─── Information shown
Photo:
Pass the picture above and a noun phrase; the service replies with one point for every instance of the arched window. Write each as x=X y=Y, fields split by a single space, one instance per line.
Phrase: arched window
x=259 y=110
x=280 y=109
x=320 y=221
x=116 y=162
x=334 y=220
──────
● What the task requires: Please give back all of the data exactly as it appears.

● Answer for the task:
Photo:
Pass the picture above and a noun phrase; the service replies with one point for every instance of the arched window. Write each as x=X y=Y, fields split by a single space, one instance per line.
Phrase: arched window
x=259 y=110
x=280 y=109
x=320 y=221
x=116 y=162
x=334 y=220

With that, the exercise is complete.